Tasks to carry out>
A – Begin at the words "im trying to" in the journal and stop after "out really well.", renaming "dublin" to "oakland" wherever it occurs.
B – Answer these from the journal:
(i) Which school is the writer going to attend?
(ii) Which two people did the writer hang out with for a while on the pretty awesome day?
(iii) What does the sweatshirt the writer is wearing smell like?

Provided text>
Home

Advertisement

Customize
analog_tapes
03 April 2007 @ 08:08 pm
come
come back to me my
my darling

i wasnt prepared for this
no
i wasnt prepared for this
no

oh when the day is blue, i sit here
wondering about you...
 
 
analog_tapes
30 March 2007 @ 02:55 am
do i really deserve this? does my heart deserve this burden?
 
 
analog_tapes
29 March 2007 @ 01:54 am
im so frustrated i could explode. i hate living i hate living i hate living i hate living i hate living i hate living i hate living.

im just worthless and i feel like a burden to everyone. god dammit i hate it. i hate my past i hate my present and my future looks doomed. yeah i could try my hardest to make it good but something will ruin it.

will you remember me when im gone?
 
 
analog_tapes
26 March 2007 @ 09:50 pm
i dont even want to say whats going through my mind. im scared to talk to her, thats for sure. it just feels like whatever i do something is going to put a wall up in front of me. the sweatshirt im wearing smells like her perfume and it makes me feel relaxed. i want to go crazy.

today was good. work was awesome. i make commission.
 
 
analog_tapes
26 March 2007 @ 07:02 am
today was a pretty awesome day. i havent had a good day in a while so it was really nice to experience one. a couple of really unexpected things happened and they really made me feel good. i got to hang out with troy and chris grace for a while, and i got to spend a lot of time with sarah, and i loved it. it was really unexpected but i was in heaven the whole time.

hopefully tomorrow (today) i will get the call and i can finally start working at a job that i can enjoy.
 
 
analog_tapes
25 March 2007 @ 02:14 am
i dont even know were to start. i just hope to god things start getting better. they were for a bit. i was still kinda crazy but at least i had a tiny grip on things. at least i was moving forward, if slowly. now, dead stop. no, not even. backwards, at a very high speed.

well, im going to be going to ohlone. im sitting in on classes after spring break. my mom is helping pay for the classes and books so thats exciting.

im trying to get a better job. i sent my resume to Avalon Bay communities. Thats were troy's mom works. im hoping i could get a job at the one in dublin, so i can get a discount on an apartment and be able to move out next month. then i will live in dublin, which would be really nice. a guy i used to work with at apple needs a roomate soon so that could possibly work out really well.

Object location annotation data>
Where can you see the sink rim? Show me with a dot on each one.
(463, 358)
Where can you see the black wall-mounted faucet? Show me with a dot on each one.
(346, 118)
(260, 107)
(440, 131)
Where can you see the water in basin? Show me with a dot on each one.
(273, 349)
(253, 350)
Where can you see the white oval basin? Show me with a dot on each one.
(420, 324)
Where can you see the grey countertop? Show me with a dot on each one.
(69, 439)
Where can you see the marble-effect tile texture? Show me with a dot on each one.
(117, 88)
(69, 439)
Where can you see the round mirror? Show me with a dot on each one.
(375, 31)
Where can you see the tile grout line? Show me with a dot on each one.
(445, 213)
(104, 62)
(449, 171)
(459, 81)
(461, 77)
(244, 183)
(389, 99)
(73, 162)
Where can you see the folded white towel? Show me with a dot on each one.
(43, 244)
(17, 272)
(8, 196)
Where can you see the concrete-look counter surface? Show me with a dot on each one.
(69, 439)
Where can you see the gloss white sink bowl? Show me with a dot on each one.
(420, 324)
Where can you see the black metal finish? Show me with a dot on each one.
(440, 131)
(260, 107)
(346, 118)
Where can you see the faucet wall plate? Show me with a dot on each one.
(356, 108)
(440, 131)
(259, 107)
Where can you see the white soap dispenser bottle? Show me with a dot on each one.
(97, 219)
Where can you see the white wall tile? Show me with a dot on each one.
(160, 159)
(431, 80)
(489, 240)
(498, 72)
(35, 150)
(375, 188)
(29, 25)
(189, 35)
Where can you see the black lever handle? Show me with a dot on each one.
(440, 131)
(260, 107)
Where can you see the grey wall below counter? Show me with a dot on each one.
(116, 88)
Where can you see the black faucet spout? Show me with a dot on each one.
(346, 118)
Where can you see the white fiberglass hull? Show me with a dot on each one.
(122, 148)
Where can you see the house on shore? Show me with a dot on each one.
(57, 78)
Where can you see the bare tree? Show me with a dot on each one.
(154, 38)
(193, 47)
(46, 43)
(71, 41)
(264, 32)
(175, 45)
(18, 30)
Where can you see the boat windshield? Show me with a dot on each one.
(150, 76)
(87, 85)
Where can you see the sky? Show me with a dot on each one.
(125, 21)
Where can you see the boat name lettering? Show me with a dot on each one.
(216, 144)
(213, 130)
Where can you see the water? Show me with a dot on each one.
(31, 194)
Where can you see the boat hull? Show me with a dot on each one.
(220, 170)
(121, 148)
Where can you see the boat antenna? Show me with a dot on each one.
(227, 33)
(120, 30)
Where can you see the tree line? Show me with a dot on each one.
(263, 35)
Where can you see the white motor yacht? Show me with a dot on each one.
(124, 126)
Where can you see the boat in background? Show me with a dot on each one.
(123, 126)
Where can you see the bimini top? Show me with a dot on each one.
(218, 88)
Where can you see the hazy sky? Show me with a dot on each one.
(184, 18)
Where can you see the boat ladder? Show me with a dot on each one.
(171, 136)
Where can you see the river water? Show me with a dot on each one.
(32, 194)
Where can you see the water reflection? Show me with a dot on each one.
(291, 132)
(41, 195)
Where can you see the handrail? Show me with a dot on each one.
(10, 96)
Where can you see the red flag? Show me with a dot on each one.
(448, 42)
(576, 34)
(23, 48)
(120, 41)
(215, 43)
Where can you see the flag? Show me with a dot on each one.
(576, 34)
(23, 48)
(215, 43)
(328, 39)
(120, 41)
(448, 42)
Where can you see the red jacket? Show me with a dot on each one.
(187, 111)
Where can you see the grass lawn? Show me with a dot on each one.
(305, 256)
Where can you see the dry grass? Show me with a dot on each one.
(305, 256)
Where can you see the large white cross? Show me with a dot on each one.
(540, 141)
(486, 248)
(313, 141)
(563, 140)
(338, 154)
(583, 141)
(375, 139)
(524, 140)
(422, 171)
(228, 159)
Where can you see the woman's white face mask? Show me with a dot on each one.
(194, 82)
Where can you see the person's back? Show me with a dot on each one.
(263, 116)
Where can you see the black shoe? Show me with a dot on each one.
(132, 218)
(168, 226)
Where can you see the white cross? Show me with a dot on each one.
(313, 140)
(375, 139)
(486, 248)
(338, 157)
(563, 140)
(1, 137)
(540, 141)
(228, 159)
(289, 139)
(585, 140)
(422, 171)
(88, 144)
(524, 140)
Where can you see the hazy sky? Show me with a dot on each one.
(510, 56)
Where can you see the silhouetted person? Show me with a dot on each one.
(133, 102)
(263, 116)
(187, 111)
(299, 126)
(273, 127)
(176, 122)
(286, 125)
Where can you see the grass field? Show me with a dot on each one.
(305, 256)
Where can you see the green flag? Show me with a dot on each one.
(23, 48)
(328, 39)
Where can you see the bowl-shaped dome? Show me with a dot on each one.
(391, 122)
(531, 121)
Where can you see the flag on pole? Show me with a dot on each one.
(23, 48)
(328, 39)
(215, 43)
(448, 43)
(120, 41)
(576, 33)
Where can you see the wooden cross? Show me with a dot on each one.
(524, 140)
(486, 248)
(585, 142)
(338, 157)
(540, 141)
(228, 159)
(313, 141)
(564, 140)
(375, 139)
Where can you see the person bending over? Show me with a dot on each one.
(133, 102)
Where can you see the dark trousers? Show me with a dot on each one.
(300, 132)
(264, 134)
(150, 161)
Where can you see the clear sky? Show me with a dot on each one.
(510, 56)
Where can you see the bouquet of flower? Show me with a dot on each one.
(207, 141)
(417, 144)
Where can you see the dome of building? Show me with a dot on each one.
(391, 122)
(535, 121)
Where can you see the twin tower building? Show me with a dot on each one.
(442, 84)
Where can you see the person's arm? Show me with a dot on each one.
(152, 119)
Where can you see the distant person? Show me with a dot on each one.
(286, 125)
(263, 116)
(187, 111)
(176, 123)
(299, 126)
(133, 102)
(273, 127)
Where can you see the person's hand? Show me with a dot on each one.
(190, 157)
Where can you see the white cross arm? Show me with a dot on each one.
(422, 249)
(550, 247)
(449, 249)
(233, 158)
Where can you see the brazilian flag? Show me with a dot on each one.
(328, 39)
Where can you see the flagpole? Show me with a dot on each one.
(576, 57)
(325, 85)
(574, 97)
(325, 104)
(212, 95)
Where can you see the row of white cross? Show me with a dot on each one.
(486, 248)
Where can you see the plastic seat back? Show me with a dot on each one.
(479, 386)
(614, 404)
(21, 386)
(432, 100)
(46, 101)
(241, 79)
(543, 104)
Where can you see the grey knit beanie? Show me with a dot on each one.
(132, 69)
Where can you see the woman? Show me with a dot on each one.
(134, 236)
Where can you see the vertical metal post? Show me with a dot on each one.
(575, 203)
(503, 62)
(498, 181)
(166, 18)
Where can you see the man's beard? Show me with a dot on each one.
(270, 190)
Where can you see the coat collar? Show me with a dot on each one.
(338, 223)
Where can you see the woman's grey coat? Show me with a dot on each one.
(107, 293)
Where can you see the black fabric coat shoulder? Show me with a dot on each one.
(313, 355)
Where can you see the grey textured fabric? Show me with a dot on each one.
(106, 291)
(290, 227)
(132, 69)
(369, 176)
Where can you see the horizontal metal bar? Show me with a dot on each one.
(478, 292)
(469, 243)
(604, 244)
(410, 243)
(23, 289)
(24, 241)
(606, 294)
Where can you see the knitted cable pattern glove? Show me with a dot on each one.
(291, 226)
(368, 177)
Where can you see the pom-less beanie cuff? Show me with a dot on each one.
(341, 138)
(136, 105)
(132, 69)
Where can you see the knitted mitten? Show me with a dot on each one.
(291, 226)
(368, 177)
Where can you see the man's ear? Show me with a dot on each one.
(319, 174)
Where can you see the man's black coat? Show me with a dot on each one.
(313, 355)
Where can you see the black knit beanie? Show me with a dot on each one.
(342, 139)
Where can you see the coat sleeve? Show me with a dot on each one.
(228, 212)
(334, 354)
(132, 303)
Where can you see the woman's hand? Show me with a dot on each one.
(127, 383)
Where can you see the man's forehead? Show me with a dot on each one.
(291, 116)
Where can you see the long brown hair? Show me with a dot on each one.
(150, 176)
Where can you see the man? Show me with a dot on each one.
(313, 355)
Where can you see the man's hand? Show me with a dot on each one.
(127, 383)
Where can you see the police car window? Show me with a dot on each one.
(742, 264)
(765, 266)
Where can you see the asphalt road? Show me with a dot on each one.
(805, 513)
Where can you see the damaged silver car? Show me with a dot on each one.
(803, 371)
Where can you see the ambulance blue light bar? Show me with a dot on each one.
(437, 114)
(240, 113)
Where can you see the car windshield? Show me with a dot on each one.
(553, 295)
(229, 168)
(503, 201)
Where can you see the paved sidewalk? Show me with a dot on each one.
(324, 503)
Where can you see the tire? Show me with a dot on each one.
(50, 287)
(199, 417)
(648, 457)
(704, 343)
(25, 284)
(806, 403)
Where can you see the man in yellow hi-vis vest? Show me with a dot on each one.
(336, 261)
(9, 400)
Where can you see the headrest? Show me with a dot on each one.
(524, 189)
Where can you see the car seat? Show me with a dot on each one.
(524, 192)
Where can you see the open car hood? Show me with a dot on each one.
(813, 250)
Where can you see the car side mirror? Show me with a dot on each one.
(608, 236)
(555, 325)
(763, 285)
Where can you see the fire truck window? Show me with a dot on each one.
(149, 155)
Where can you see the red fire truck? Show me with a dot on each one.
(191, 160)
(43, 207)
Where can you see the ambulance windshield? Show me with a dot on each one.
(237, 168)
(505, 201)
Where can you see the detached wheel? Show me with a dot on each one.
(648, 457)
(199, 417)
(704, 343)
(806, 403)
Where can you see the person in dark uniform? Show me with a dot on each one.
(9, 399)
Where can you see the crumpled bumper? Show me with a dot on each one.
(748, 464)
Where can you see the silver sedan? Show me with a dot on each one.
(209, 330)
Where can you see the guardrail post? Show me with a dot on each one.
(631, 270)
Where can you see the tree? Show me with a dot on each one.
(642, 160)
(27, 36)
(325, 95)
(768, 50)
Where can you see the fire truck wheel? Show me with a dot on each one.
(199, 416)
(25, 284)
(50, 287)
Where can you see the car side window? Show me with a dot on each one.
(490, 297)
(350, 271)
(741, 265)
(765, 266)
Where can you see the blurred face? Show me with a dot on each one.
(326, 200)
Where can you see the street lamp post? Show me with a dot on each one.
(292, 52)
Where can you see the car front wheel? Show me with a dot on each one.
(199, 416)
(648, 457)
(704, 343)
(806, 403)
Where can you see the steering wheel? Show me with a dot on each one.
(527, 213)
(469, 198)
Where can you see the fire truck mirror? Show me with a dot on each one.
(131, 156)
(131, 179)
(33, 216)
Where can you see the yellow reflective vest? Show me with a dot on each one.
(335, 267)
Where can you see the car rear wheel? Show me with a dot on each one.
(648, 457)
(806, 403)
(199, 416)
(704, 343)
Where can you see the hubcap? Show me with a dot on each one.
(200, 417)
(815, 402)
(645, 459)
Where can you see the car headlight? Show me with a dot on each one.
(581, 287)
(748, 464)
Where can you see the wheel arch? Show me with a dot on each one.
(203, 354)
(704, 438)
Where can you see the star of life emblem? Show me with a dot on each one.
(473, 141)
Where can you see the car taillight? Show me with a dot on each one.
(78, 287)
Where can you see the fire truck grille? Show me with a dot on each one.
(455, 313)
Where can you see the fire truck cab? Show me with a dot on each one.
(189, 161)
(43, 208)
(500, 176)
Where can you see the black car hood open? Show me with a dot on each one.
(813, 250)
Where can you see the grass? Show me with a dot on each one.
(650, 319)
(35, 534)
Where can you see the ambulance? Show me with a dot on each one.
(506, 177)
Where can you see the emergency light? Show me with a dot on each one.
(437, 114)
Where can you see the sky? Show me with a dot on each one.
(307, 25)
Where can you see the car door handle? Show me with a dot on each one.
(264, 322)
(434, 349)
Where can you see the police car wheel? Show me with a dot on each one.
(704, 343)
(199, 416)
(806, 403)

Answers to the tasks>
A –
im trying to get a better job. i sent my resume to Avalon Bay communities. Thats were troy's mom works. im hoping i could get a job at the one in oakland, so i can get a discount on an apartment and be able to move out next month. then i will live in oakland, which would be really nice. a guy i used to work with at apple needs a roomate soon so that could possibly work out really well.

B –
(i) Ohlone.
(ii) Troy and Chris Grace.
(iii) Her perfume.